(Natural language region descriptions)
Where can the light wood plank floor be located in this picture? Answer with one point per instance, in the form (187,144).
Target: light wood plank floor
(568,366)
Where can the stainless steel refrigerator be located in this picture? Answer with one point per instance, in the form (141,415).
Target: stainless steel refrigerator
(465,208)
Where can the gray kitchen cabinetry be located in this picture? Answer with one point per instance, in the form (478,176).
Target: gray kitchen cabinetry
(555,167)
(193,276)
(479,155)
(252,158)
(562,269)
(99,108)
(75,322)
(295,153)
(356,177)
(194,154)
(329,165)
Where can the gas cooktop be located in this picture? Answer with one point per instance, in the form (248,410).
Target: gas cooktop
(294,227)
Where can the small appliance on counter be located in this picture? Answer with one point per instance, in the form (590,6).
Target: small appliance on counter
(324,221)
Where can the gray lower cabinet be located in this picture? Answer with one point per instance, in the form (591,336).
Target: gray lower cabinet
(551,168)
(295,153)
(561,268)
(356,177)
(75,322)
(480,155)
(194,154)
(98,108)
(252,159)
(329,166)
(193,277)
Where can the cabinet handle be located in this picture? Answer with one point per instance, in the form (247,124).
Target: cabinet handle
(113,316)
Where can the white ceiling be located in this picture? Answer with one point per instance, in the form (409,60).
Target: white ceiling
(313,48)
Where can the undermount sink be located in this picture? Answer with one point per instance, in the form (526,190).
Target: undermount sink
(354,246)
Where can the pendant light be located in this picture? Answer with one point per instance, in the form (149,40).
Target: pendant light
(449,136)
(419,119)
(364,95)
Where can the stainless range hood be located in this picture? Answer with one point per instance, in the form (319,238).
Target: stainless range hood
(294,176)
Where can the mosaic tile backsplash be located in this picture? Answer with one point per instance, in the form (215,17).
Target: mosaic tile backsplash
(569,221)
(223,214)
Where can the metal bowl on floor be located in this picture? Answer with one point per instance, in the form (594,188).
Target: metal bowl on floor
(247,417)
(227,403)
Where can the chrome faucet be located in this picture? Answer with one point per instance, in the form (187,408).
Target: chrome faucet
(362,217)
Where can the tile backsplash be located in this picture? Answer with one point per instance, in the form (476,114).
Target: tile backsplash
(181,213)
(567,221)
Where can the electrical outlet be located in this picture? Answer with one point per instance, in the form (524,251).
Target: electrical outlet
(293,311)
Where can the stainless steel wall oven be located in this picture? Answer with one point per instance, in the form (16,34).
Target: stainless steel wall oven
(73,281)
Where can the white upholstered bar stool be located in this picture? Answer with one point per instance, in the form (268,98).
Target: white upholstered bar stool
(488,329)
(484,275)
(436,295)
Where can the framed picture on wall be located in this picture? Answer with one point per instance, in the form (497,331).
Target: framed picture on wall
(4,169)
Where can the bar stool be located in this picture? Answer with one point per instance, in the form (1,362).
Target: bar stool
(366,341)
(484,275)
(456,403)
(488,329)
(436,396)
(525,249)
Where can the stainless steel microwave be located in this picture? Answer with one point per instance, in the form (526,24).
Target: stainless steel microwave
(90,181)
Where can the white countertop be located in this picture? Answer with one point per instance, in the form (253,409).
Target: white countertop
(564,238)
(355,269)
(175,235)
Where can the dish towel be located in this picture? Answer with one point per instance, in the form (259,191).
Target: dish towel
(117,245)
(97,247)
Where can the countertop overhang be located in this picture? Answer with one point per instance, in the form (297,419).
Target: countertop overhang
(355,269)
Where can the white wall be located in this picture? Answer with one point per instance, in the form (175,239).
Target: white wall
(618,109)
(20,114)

**What is expected:** Once you have read the data above, print all of it again exactly.

**Written reply:**
Where can the light wood plank floor be located in this picture? Answer with one point per instance, in the form (187,144).
Target: light wood plank floor
(568,366)
Where can the stainless steel refrigerator be located in this picture? Answer with one point per instance, in the form (141,415).
Target: stainless steel refrigerator
(465,208)
Where can the gray kitchen cabinetry be located in this picture? Answer with one point per instance, in the form (478,176).
Target: gray kitchen cabinetry
(555,167)
(193,276)
(479,155)
(252,158)
(562,269)
(99,108)
(75,322)
(295,153)
(356,177)
(194,154)
(329,165)
Where can the gas cooktop be located in this picture? Answer with one point per instance, in the form (248,410).
Target: gas cooktop
(294,227)
Where can the small appliance on counter be located in this picture? Answer with one point per instance, in the form (590,6).
Target: small appliance on counter
(324,221)
Where can the gray lower cabinet be located in this picture? Answer with one point per instance, in the form (591,336).
Target: gray lower cabinet
(551,168)
(295,153)
(561,268)
(356,177)
(75,322)
(480,155)
(194,154)
(98,108)
(252,159)
(329,166)
(193,277)
Where can the cabinet handle be located in this picture? Answer with one point per instance, in the form (247,124).
Target: cabinet handle
(113,316)
Where can the white ceiling be located in this picture? Answer with one point per instance, in the form (409,60).
Target: white ceiling
(313,48)
Where can the undermount sink be located in this picture? Answer with one point per instance, in the form (526,190).
Target: undermount sink
(354,246)
Where can the pendant light be located in this picture? Answer with one point per instance, in the form (149,40).
Target: pendant light
(449,136)
(419,119)
(364,95)
Where can the stainless range hood be located in this picture? Answer with one point per instance, in the form (319,238).
Target: stainless range hood
(294,176)
Where can the mosaic tile backsplash be located in this picture? Answer with one point per instance, in the form (215,17).
Target: mosaic tile backsplash
(569,221)
(223,214)
Where can the metal bowl on floor be located in this picture? Answer with one point per instance, in the form (594,188).
Target: metal bowl on floor
(247,417)
(227,403)
Where can the chrome faucet be located in this picture? Answer with one point per instance, in the form (187,408).
Target: chrome faucet
(362,217)
Where can the tile backsplash be located in this picture? Answer with one point per instance, in the form (476,114).
Target: tile backsplash
(181,213)
(567,221)
Where can the electrical outlet be located in this picture? Answer with one point per instance, in the form (524,251).
Target: electrical outlet
(293,311)
Where can the stainless steel wall oven be located in this picture? Answer with one point per instance, in the form (16,34).
Target: stainless steel wall oven
(73,281)
Where can the white upholstered bar stool be located in this picture? Answer with one point per instance, in the form (268,98).
Target: white upholstered bar stool
(488,329)
(484,275)
(436,295)
Where can the framed picture on wall be located in this picture? Answer with one point per instance, in the form (497,331).
Target: framed picture on wall
(4,169)
Where can the bar stool be located in this picture? Answer with one point per instance, in the form (1,362).
Target: bar stool
(366,341)
(484,275)
(456,403)
(488,329)
(436,396)
(525,249)
Where can the stainless steel microwave be located in this picture? Answer with one point per instance, in the form (526,24).
Target: stainless steel microwave
(90,181)
Where can the white countertop be located in this picture? Answer with one point per instance, in the form (253,409).
Target: white countertop
(564,238)
(355,269)
(175,235)
Where can the dish towel be located in this picture? Answer with one point per instance, in the form (259,191).
Target: dish towel
(117,245)
(97,247)
Where can the countertop overhang be located in this picture? Answer with one point per instance, in the form (297,419).
Target: countertop overhang
(355,269)
Where can the white wall be located in this picture? Answer with one point per instance, in the form (175,239).
Target: white wall
(618,109)
(20,114)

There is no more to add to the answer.